[What the task asks] Could you turn the lines into a Markdown table with columns "Row" and "Line", starting at the line containing "</instance>" and going through the line containing "25L424 33L416 43L415", leaving out any blank ones?

[The input]

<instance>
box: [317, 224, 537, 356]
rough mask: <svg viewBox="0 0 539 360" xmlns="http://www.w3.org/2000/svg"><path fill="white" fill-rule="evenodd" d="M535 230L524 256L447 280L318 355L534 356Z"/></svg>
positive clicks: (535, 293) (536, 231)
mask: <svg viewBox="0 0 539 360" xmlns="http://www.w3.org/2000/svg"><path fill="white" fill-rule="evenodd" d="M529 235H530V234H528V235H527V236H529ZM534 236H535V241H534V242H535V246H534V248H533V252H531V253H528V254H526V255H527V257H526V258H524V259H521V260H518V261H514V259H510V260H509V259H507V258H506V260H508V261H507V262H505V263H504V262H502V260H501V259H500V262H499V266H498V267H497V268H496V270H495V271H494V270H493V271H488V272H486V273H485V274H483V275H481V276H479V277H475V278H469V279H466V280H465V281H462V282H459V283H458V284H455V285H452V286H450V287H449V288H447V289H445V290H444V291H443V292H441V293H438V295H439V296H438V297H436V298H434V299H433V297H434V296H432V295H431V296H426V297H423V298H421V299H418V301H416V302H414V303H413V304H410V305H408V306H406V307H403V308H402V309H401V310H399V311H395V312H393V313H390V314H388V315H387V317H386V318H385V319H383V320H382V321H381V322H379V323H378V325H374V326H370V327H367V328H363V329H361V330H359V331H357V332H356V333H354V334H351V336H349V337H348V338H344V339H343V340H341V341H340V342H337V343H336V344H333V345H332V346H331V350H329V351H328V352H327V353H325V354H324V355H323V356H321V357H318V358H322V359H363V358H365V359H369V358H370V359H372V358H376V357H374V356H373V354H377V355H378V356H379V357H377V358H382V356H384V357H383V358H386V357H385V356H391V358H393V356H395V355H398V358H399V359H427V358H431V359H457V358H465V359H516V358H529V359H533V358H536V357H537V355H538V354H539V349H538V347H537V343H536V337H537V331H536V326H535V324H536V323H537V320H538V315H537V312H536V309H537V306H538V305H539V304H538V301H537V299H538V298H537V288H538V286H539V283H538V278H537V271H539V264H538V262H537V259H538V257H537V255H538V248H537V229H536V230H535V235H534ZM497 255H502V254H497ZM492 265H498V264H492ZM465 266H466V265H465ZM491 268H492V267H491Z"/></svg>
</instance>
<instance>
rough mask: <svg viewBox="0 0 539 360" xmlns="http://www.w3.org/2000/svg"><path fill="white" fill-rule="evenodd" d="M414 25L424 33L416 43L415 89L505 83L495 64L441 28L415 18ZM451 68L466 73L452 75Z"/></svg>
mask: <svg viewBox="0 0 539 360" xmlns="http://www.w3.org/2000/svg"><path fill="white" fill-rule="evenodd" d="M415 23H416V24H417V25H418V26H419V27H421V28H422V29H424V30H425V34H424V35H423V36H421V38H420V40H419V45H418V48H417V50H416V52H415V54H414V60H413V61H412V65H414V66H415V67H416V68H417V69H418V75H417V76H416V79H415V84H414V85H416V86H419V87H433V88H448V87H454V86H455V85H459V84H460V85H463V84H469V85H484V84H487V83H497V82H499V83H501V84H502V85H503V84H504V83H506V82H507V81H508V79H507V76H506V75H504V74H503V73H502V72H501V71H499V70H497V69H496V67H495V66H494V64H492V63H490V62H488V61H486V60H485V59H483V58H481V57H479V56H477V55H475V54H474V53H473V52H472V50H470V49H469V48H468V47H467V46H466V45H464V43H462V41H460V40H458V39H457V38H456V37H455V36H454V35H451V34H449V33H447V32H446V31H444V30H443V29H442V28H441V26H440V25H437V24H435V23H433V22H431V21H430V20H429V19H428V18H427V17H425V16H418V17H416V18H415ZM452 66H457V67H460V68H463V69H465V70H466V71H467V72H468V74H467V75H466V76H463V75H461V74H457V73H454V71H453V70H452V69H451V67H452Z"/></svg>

[Your response]
| Row | Line |
|---|---|
| 1 | </instance> |
| 2 | <instance> |
| 3 | rough mask: <svg viewBox="0 0 539 360" xmlns="http://www.w3.org/2000/svg"><path fill="white" fill-rule="evenodd" d="M414 25L424 33L416 43L415 89L505 83L495 64L441 28L415 18ZM451 68L466 73L452 75Z"/></svg> |